── STORED ROWS
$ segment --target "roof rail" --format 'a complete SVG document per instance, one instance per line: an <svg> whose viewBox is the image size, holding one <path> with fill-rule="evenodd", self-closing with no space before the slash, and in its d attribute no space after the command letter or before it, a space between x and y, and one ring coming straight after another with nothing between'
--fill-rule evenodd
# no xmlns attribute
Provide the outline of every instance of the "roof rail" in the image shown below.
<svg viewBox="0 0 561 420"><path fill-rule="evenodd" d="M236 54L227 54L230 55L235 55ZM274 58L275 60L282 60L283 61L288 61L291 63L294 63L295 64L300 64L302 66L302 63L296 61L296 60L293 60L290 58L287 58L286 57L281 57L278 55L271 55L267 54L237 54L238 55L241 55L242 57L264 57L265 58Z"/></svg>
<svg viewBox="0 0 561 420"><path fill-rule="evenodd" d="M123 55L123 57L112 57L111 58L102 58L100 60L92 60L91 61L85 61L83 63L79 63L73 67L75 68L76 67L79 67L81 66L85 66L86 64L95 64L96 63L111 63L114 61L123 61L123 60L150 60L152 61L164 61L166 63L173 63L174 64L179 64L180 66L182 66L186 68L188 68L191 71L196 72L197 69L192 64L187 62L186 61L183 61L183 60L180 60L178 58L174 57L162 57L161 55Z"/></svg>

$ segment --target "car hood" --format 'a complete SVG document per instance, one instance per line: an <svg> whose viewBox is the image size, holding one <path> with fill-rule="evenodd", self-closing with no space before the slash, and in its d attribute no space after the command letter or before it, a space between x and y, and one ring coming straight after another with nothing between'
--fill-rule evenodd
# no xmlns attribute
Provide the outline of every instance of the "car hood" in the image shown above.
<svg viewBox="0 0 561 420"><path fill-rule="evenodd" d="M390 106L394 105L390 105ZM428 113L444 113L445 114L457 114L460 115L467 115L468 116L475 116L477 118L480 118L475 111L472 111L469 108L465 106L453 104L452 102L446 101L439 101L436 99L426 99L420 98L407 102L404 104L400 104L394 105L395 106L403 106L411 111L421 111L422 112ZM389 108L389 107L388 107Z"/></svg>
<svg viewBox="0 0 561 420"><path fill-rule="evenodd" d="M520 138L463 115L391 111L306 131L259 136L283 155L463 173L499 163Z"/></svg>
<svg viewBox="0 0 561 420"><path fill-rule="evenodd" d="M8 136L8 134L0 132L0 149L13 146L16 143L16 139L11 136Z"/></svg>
────
• THE EXERCISE: Extract every line above exactly as it stands.

• ANSWER TO THIS EXERCISE:
$ segment --target "roof rail" --format 'a complete SVG document per instance, one instance per line: an <svg> whose viewBox is the image size, holding one <path> with fill-rule="evenodd", self-closing with no space before the slash, and in its d attribute no space after the command letter or before it, a space between x and y, and one ring coming straight after another with nothing between'
--fill-rule evenodd
# no xmlns attribute
Provide the outline of every instance of the "roof rail" in the image shown below.
<svg viewBox="0 0 561 420"><path fill-rule="evenodd" d="M236 54L227 54L230 55L235 55ZM274 58L275 60L282 60L283 61L288 61L291 63L294 63L295 64L300 64L302 66L302 63L296 61L296 60L293 60L290 58L287 58L286 57L281 57L278 55L271 55L267 54L237 54L238 55L241 55L242 57L264 57L265 58Z"/></svg>
<svg viewBox="0 0 561 420"><path fill-rule="evenodd" d="M123 55L123 57L112 57L111 58L102 58L100 60L92 60L91 61L85 61L83 63L79 63L73 67L75 68L76 67L79 67L81 66L85 66L86 64L95 64L96 63L111 63L114 61L123 61L123 60L150 60L152 61L164 61L166 63L173 63L174 64L179 64L180 66L182 66L186 68L188 68L191 71L196 72L197 69L192 64L187 62L186 61L183 61L183 60L180 60L178 58L174 57L162 57L161 55Z"/></svg>

$ segment --target "car hood" --format 'a complete SVG document per instance, one instance per line: an <svg> whose viewBox is the image size, holding one <path> with fill-rule="evenodd", self-closing with no space before the slash, and in its d attribute no space after the command letter or before it, a space between x and y, and one ring coming straight after another with nothing between'
--fill-rule evenodd
# no xmlns attribute
Provide the outline of every instance of the "car hood" in the image shown above.
<svg viewBox="0 0 561 420"><path fill-rule="evenodd" d="M390 106L394 105L390 105ZM428 113L444 113L445 114L457 114L460 115L467 115L468 116L475 116L477 118L480 118L475 111L472 111L469 108L465 106L453 104L452 102L446 101L439 101L436 99L426 99L420 98L407 102L404 104L400 104L394 105L395 106L403 106L411 111L421 111L422 112ZM389 108L389 107L388 107Z"/></svg>
<svg viewBox="0 0 561 420"><path fill-rule="evenodd" d="M520 138L463 115L391 111L306 131L259 136L283 155L463 173L499 163Z"/></svg>
<svg viewBox="0 0 561 420"><path fill-rule="evenodd" d="M8 136L8 134L0 132L0 149L13 146L16 143L16 139L11 136Z"/></svg>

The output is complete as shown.